## What you should do
Nothing but the lines from the start of the records below through the line that has "Target: yellow metal box" should appear, each exactly as given.

## Provided records

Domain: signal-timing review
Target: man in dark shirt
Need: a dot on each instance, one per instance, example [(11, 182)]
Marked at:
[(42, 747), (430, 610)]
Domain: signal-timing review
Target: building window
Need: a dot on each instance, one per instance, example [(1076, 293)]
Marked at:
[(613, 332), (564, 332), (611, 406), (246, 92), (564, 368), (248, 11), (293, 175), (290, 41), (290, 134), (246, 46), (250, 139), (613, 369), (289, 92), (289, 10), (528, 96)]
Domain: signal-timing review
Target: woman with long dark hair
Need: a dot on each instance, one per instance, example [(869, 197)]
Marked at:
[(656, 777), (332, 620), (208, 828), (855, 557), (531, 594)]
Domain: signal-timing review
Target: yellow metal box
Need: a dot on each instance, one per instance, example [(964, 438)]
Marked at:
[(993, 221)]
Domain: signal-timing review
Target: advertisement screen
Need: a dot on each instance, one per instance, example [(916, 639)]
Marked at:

## Output for this task
Domain: signal-timing review
Target: man in dark shirt
Need: a dot on each instance, one per instance, example [(11, 182)]
Marked at:
[(42, 747), (430, 610)]
Domain: signal-timing review
Target: building window
Need: a dot on each instance, one per instance, example [(1076, 293)]
Marked at:
[(613, 332), (564, 332), (611, 406), (246, 92), (564, 368), (248, 11), (293, 175), (290, 41), (290, 134), (246, 46), (250, 139), (613, 369), (289, 92), (289, 10), (528, 96)]
Domain: signal-timing review
Target: woman with long dark hair
Need: a dot on each instance, one per instance, example [(869, 197)]
Marked at:
[(656, 777), (332, 620), (208, 828), (855, 557), (531, 594)]
Domain: signal-timing review
Target: yellow metal box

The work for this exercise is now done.